**TO BE DONE:**
Nothing before the line containing "the gavel head" belongs in the answer; quote that line and all lines after it through the end of the material, word for word.

Data listing:
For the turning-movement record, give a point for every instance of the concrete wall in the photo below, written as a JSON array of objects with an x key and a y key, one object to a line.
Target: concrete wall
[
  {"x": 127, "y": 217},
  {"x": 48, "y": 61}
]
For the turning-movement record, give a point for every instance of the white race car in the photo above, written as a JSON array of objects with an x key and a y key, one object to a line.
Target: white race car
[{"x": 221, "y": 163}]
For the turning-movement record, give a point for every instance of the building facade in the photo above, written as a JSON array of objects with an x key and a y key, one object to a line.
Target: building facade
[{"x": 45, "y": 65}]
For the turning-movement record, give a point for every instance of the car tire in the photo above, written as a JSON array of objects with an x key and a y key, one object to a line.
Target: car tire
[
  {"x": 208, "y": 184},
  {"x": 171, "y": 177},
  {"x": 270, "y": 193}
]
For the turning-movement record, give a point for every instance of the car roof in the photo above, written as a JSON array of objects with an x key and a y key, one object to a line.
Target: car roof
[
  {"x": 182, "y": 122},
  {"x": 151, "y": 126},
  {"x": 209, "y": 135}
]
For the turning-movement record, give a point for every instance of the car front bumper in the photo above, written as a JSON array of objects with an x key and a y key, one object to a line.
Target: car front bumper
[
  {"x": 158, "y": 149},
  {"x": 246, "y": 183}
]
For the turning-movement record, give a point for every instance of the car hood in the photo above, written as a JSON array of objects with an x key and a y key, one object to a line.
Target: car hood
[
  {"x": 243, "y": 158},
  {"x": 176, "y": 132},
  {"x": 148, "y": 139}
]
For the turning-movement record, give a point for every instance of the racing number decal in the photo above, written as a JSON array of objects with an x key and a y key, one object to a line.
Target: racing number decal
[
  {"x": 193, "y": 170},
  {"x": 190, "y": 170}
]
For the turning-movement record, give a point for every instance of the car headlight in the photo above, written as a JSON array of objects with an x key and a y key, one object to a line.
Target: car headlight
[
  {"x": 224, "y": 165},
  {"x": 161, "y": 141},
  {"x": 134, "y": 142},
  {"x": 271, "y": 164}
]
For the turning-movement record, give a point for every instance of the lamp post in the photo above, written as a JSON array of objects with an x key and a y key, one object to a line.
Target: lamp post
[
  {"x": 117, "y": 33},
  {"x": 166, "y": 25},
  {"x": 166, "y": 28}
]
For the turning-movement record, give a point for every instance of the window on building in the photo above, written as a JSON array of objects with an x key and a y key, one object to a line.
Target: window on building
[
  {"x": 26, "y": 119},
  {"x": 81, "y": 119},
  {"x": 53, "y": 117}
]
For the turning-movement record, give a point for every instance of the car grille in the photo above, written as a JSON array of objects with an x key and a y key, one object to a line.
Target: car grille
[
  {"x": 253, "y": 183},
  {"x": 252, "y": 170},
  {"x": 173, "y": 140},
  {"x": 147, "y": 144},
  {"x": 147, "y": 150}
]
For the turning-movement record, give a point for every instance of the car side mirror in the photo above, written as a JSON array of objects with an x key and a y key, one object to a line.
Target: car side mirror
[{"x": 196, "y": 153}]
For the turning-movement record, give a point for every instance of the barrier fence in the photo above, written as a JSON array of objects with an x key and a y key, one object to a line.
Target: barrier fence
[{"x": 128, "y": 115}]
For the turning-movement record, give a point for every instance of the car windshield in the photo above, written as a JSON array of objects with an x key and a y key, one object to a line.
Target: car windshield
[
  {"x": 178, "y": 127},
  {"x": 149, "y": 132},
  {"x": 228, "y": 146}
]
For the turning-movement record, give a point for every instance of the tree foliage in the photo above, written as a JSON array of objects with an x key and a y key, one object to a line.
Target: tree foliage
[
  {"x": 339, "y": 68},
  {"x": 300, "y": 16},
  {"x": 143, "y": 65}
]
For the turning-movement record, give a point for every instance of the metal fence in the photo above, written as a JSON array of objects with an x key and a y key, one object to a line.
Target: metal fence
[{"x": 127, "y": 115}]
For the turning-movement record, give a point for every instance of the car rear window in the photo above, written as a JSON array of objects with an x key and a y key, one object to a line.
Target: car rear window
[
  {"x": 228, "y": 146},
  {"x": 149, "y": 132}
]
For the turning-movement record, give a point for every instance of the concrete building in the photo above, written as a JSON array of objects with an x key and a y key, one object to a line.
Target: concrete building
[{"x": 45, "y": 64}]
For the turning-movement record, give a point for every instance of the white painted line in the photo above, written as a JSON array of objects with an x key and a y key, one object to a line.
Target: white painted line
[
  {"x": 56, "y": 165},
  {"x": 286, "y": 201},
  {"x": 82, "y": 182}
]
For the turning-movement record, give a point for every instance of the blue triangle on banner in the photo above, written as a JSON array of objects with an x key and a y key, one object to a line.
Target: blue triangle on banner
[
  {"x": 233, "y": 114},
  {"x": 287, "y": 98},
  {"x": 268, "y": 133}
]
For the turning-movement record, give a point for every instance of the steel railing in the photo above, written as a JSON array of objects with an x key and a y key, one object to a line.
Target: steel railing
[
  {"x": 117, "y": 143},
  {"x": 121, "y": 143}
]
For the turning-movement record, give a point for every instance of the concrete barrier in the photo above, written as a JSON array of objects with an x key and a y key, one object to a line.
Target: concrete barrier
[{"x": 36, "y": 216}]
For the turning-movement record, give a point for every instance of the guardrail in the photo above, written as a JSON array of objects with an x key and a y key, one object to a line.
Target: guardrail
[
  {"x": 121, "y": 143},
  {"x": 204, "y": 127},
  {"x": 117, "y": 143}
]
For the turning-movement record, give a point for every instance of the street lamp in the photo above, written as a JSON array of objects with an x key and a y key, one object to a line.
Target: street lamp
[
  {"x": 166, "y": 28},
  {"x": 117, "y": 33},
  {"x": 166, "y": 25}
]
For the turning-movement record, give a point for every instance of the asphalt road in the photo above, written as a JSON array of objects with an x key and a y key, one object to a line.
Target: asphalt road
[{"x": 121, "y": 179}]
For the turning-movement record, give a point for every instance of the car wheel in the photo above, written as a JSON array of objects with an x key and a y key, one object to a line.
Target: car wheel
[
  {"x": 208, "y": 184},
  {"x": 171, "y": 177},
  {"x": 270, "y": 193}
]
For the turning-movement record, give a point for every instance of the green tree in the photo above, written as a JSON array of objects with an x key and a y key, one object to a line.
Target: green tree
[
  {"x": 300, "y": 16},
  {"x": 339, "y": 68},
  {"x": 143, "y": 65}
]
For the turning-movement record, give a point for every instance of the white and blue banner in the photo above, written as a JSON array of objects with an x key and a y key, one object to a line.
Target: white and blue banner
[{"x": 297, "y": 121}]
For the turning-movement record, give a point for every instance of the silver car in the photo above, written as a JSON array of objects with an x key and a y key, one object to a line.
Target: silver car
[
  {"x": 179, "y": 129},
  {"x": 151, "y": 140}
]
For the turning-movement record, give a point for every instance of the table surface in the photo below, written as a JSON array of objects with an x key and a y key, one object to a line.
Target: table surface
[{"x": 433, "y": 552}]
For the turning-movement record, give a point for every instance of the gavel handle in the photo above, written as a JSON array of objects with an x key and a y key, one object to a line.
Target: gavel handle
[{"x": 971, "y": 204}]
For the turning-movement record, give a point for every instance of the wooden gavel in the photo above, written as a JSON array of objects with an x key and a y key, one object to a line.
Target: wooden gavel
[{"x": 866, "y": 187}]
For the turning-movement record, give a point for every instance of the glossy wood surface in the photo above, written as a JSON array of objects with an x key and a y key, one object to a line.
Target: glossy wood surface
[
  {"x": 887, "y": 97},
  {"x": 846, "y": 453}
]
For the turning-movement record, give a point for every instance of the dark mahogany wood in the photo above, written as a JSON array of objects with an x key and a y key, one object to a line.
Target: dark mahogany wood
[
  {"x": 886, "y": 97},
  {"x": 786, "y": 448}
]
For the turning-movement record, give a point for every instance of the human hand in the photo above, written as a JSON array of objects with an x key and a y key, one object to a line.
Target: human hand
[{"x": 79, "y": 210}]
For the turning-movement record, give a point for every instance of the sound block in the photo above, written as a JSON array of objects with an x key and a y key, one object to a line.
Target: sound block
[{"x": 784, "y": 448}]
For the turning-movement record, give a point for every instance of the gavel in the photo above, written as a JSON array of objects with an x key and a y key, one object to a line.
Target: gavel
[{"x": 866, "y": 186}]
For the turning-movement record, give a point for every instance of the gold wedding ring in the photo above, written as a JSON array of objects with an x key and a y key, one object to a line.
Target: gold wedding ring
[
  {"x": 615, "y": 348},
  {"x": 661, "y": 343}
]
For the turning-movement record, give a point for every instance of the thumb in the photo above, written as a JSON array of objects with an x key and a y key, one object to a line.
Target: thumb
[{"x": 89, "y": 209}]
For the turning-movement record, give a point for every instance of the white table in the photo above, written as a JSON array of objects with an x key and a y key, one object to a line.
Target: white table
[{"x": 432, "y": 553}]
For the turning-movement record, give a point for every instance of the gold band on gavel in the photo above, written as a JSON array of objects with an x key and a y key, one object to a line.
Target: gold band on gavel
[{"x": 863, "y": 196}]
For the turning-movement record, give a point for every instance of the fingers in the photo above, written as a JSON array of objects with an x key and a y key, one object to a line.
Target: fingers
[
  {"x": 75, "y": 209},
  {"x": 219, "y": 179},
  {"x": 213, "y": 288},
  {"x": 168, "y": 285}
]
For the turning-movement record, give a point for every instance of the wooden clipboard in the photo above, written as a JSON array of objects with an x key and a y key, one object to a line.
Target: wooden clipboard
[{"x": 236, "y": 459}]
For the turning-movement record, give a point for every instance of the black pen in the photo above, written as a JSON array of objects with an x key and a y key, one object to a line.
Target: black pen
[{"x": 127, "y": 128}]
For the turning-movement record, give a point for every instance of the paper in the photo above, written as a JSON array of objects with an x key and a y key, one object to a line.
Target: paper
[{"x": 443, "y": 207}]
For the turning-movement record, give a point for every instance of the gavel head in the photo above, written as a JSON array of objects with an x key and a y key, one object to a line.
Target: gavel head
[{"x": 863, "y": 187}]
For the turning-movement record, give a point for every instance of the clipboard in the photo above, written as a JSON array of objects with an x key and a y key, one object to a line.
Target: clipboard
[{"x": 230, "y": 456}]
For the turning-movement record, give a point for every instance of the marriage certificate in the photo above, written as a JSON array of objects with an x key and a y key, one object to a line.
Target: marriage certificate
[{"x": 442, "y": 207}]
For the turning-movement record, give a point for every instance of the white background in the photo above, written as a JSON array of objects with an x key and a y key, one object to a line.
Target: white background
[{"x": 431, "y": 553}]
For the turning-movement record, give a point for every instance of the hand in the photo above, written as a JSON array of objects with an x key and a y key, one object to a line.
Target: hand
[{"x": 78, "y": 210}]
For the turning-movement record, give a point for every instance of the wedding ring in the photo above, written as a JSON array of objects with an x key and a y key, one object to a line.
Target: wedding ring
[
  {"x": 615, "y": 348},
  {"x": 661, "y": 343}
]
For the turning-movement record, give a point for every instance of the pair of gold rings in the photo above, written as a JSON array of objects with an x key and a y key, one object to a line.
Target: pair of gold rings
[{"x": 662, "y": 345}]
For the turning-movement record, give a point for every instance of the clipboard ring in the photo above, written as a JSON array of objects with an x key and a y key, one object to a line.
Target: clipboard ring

**RESPONSE TO THIS EXERCISE:**
For the turning-movement record, give a point for every instance of the gavel head in the photo above, written as a JSON array of objects with an x key and a y key, one object to a line.
Target: gavel head
[{"x": 863, "y": 187}]
For the turning-movement record, give a point for every instance of the clipboard in the photo above, written as a JSON array of objects with an x key and a y key, one object to a line.
Target: clipboard
[{"x": 230, "y": 456}]
For the turning-movement record, give a point for every instance of the marriage certificate in the photo above, written as a JSON array of objects with an x key and a y key, one object to a line.
Target: marriage certificate
[{"x": 442, "y": 207}]
For the turning-movement record, give a point for every instance of the white background in the photo above, written as a JSON array of objects with an x key and a y key, one object to a line.
Target: white background
[{"x": 431, "y": 553}]
For the turning-movement record, give a point for every instance of the hand in the photo above, written as a JSON array of objects with an x key and a y key, one object to a line.
Target: hand
[{"x": 78, "y": 210}]
For the turning-movement record, give a point for every instance of the wedding ring in the photo above, written as a JSON array of objects with an x key and a y key, one object to a line.
Target: wedding ring
[
  {"x": 615, "y": 348},
  {"x": 661, "y": 343}
]
For the turning-movement record, give a point for every instance of the pair of gold rings in the photo above, written as a JSON array of objects with an x key and a y key, one object to a line.
Target: pair of gold rings
[{"x": 662, "y": 345}]
For the turning-movement record, give a point for every instance of the clipboard ring in the photo above, written as a JSON array of objects with an x key and a y key, one object to a line.
Target: clipboard ring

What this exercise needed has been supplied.